*Dataset records on object locations*.
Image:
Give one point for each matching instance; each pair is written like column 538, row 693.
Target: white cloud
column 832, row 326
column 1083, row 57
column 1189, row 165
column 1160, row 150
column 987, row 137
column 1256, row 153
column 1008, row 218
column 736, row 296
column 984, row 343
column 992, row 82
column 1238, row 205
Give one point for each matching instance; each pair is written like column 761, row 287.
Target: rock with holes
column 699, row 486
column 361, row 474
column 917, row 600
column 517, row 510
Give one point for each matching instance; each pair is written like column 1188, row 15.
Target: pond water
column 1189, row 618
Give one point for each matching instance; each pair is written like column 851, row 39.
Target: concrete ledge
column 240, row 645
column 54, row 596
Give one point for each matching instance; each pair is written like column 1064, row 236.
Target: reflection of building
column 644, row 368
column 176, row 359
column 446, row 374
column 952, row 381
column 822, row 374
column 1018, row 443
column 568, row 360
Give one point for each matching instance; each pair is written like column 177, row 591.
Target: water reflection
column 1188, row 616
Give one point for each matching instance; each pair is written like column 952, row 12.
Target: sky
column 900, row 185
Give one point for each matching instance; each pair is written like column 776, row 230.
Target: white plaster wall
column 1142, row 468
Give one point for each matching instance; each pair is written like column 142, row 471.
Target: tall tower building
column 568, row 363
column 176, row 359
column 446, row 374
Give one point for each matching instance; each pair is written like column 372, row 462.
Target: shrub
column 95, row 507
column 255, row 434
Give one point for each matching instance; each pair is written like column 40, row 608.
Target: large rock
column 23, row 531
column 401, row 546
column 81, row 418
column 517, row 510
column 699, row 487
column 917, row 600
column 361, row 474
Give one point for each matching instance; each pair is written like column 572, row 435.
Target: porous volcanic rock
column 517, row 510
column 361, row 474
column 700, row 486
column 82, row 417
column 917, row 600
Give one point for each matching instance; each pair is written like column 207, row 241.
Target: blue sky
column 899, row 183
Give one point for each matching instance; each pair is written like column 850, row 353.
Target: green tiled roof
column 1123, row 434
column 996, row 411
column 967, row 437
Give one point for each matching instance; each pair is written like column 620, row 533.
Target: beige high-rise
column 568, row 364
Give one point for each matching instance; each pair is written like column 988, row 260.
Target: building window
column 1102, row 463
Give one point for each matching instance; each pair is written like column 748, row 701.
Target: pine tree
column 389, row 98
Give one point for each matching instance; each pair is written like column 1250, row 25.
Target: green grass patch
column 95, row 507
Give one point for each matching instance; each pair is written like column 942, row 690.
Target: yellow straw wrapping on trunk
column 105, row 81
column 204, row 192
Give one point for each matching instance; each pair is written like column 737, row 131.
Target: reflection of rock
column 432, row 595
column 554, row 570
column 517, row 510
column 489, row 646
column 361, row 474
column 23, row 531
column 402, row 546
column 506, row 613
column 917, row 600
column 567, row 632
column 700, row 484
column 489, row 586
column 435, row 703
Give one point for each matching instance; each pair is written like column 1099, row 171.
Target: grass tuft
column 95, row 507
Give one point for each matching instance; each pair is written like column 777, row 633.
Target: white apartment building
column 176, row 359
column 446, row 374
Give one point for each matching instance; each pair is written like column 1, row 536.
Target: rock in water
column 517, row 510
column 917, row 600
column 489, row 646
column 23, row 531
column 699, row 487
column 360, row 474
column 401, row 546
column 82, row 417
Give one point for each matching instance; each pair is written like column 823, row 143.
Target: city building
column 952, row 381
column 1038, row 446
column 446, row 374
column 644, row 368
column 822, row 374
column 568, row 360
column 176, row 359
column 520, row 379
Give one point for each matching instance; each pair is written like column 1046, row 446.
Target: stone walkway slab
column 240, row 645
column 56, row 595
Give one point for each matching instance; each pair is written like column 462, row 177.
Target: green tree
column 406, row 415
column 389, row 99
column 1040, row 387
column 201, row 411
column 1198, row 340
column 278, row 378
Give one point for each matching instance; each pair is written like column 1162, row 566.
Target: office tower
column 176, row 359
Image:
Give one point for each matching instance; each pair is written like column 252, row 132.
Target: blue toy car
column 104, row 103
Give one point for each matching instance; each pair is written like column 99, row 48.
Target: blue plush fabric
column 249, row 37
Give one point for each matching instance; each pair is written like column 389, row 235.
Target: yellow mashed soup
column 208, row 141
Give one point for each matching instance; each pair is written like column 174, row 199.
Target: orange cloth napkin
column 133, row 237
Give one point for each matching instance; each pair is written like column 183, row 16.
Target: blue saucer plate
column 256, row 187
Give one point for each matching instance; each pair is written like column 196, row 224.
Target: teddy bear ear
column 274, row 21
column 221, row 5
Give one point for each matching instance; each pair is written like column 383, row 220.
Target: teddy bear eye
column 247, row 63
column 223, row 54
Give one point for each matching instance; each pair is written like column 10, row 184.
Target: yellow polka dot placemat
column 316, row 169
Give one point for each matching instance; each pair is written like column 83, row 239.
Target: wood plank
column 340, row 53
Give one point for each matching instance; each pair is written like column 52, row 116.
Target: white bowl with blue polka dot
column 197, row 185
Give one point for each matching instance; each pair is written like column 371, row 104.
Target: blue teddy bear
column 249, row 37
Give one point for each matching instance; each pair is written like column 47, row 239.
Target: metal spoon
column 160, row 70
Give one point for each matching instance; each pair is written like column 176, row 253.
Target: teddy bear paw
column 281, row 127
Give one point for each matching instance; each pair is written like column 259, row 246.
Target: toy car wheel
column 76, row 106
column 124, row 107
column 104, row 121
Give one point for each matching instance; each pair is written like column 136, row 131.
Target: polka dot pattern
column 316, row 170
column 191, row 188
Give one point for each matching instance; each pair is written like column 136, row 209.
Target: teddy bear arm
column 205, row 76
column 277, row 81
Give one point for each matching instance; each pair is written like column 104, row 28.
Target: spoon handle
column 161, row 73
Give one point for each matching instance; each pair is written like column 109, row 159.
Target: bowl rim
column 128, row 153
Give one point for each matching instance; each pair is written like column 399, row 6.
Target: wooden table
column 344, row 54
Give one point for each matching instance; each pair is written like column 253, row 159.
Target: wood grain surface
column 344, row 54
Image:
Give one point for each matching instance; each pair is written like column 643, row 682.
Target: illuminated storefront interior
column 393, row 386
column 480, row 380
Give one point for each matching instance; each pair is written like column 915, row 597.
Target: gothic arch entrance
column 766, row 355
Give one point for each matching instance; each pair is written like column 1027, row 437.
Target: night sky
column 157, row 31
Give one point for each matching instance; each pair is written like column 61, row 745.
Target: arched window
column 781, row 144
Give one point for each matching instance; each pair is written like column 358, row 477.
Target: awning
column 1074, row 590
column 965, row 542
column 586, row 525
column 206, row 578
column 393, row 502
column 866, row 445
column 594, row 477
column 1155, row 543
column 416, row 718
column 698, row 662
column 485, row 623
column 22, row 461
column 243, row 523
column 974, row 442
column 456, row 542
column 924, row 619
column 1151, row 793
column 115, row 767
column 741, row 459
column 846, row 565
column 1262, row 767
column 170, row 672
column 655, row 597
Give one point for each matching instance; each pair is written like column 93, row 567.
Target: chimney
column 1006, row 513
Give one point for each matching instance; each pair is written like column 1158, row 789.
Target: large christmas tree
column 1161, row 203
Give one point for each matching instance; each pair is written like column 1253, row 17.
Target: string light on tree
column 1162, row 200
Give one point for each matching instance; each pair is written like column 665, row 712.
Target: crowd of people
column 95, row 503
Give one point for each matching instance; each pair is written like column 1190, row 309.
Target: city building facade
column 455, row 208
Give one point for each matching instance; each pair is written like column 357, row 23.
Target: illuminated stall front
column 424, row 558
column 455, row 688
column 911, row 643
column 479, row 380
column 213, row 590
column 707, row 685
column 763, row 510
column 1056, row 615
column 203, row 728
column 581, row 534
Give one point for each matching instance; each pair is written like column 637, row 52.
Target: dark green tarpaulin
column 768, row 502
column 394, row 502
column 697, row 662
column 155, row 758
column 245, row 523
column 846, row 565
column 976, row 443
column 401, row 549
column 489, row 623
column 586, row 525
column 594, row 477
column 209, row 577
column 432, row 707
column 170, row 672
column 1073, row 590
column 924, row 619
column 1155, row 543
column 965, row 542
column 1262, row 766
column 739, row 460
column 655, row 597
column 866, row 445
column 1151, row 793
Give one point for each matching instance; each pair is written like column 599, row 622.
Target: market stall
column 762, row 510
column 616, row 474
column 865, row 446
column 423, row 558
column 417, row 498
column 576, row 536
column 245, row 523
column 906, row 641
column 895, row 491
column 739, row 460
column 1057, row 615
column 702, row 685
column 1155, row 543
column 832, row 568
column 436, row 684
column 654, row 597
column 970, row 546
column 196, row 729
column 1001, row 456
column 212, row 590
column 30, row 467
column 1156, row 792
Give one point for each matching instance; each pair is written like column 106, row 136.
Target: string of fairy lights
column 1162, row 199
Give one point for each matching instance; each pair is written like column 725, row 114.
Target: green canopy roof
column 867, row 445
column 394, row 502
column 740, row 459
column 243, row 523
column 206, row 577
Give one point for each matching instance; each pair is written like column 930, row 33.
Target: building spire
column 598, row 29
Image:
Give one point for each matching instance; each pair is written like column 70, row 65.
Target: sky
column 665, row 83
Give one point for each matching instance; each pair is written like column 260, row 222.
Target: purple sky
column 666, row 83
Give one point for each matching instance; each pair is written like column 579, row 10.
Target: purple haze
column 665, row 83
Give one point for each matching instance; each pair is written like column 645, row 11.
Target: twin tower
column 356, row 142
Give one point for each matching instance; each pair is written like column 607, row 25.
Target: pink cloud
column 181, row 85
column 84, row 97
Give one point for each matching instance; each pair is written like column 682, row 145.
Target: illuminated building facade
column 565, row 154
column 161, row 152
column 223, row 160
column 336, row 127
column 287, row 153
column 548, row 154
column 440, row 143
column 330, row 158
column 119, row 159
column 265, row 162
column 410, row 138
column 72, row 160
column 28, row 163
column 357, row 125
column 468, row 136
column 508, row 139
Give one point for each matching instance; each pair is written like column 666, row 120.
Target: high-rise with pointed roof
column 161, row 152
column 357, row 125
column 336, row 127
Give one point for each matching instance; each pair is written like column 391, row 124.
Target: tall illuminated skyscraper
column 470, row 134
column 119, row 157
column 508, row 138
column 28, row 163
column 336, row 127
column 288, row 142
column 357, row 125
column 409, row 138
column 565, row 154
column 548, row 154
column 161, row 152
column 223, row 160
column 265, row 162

*What you are asked to do*.
Reproduce word for word the lines of the records above, from the line with "357, row 23." to the line with "column 1156, row 792", both included.

*In response*.
Give one point for each matching instance; each pair is written like column 357, row 23.
Target: illuminated stall front
column 424, row 558
column 455, row 688
column 911, row 643
column 479, row 380
column 213, row 590
column 707, row 685
column 763, row 510
column 1056, row 615
column 203, row 728
column 581, row 534
Give one point for each matching instance; each pair is written like column 637, row 52.
Target: dark green tarpaulin
column 768, row 502
column 394, row 502
column 697, row 662
column 155, row 758
column 245, row 523
column 846, row 565
column 976, row 443
column 401, row 549
column 489, row 623
column 586, row 525
column 594, row 477
column 209, row 577
column 432, row 707
column 170, row 672
column 1073, row 590
column 924, row 619
column 1155, row 543
column 965, row 542
column 1262, row 766
column 739, row 460
column 655, row 597
column 866, row 445
column 1151, row 793
Give one point for each matching instance; each pair is written like column 599, row 622.
Target: market stall
column 762, row 510
column 616, row 474
column 865, row 446
column 423, row 558
column 417, row 498
column 576, row 536
column 245, row 523
column 906, row 641
column 895, row 491
column 739, row 460
column 1057, row 615
column 702, row 685
column 1155, row 543
column 832, row 568
column 436, row 684
column 654, row 597
column 970, row 546
column 196, row 729
column 1001, row 456
column 212, row 590
column 30, row 467
column 1156, row 792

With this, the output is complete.